(Given task):
Reproduce the material from its first line up to and including the line with "[946,631,1042,729]", unchanged and with nothing else.

(Region labeling records)
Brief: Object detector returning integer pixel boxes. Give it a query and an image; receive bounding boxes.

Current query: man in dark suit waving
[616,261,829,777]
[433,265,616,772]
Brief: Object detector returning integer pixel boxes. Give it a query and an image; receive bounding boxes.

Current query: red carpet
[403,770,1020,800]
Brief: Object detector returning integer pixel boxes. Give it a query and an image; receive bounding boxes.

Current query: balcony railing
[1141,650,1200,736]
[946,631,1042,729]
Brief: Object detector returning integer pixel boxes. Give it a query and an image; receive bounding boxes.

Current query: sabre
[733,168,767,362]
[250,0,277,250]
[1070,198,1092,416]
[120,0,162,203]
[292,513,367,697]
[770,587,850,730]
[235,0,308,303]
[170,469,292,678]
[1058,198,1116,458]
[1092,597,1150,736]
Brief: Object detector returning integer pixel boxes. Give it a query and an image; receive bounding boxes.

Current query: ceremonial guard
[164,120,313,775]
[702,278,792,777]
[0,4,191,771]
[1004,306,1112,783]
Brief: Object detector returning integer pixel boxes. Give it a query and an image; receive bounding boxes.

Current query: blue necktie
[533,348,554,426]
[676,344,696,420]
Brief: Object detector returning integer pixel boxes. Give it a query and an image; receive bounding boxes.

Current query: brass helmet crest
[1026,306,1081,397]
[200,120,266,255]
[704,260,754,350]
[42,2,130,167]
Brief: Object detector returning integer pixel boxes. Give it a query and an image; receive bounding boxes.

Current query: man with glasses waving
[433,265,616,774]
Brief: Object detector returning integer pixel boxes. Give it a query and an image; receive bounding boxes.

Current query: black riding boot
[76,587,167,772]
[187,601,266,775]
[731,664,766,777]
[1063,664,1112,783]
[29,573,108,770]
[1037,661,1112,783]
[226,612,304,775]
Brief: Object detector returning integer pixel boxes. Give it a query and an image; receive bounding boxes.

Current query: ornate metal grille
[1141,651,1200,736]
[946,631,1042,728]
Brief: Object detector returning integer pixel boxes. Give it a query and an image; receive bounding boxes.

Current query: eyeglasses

(Finished exercise):
Brief: Object detector returning integer pixel boxes. Give it a query and an image; receive bounding boxes.

Current query: man in dark suit waving
[616,261,829,777]
[433,265,616,772]
Brief: Object detector returning integer pixel boxes. Give it a query and an image; receive bounding boxes.

Current query: red carpet
[403,770,1020,800]
Brief: Object detector returning integer pixel boxes. Give it a query and an image; receive bounding boxes.

Current query: balcony railing
[1141,650,1200,736]
[946,631,1042,729]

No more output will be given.